*Supplied passage*
□ □ □ □ □ □ □

# PT111 - Loaded Carry?



## jdeere9750 (Nov 28, 2008)

I've got a PT111 Millenium (not a pro), and I want to get some thoughts on something. Would you feel comfortable carrying concealed daily with one in the chamber, safety on? I don't know much about the anatomy of this gun, how the safety works, or anything else for that matter. Any thoughts?


----------



## Gearheart (Nov 21, 2008)

You should learn everything about the anatomy of the gun before you carry it for defense.

One in the chamber with the safety on is the quickest way to have it ready in a defense situation. Just train yourself to flip that lever down as you draw it, and don't put your thumb somewhere where it will flip the lever back up when you fire.


----------



## jdeere9750 (Nov 28, 2008)

You are right - I should know more about it. I've been around guns for years, I'm comfortable with shooting/handling/cleaning them, but I have a limited understanding of the actual machanics of what makes it fire. That's part of why I am here. Any thing you can point me towards that would be worth reading/looking at? Google?

So you would feel comfortable carrying the Taurus loaded?


----------



## Gearheart (Nov 21, 2008)

That is how I carried my PT745.

I got into the habit of using the edge of the safety lever as a thumb rest. 

I wish I had it in front of me so I could take some pictures, but I'm still waiting for Taurus to fix it and send it back. 

Other than the manual, I can't recommend any reading material. I can name a few mechanisms you should know about. 

Transfer bar and firing pin block
Loaded chamber indicator
DA/SA trigger assembly

Once you know what those are, take the slide off, look inside the frame, wiggle the trigger, and see what moves, so you can figure out what is what.


----------



## jdeere9750 (Nov 28, 2008)

Gearheart said:


> I wish I had it in front of me so I could take some pictures, but I'm still waiting for Taurus to fix it and send it back.


What happened to it? Taurus treated you well?


----------



## Gearheart (Nov 21, 2008)

It had jamming problems out of the box. I thought it was just breaking itself in, as new guns do, but it got worse.

http://handgunforum.net/showthread.php?t=16915

I mailed it to Taurus, at my own expense, a month ago and I still haven't heard anything from them. Calling customer hasn't done any good. Bad experience all around.

It's still a solid design though.


----------

□ □ □ □ □ □ □

*Data extract*
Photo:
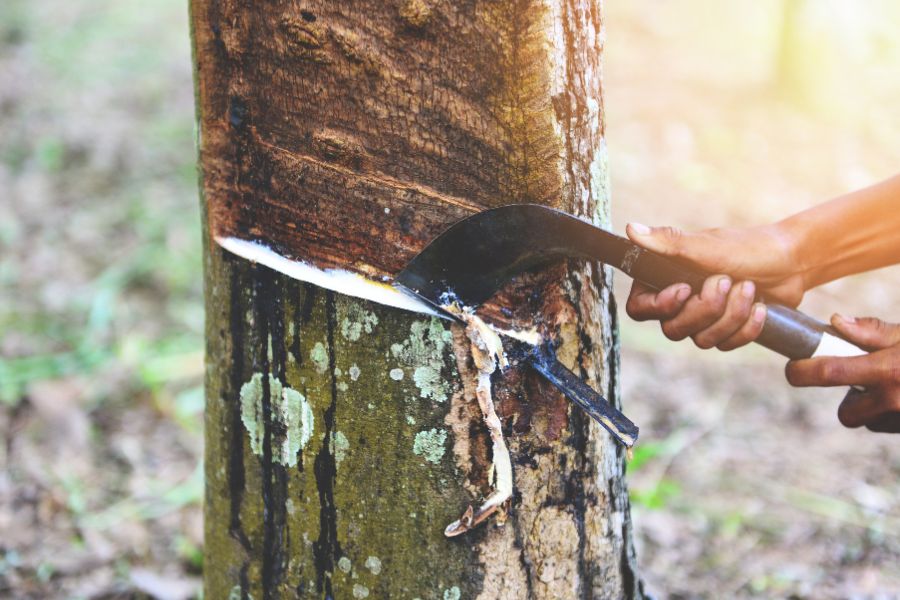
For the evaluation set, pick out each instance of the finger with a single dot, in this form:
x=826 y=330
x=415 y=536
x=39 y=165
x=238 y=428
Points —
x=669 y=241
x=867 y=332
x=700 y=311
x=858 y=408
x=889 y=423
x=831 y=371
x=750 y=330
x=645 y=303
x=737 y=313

□ □ □ □ □ □ □

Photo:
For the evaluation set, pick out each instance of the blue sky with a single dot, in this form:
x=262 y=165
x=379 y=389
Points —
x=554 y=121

□ □ □ □ □ □ □

*Required work*
Please summarize the thread above about carrying a loaded PT111 in three sentences.

*Full output*
jdeere9750, who owns a PT111 Millenium, asks whether it is comfortable to carry it concealed daily with one in the chamber and the safety on, and admits to a limited understanding of the gun's mechanics. Gearheart advises learning the gun's anatomy before carrying it for defense, calls a chambered round with the safety on the quickest way to be ready as long as one trains to flip the lever down while drawing, and recommends studying the transfer bar and firing pin block, the loaded chamber indicator, and the DA/SA trigger assembly. Gearheart also says a PT745 carried that way had jamming problems and was mailed to Taurus a month earlier with no response yet, though the design is still considered solid.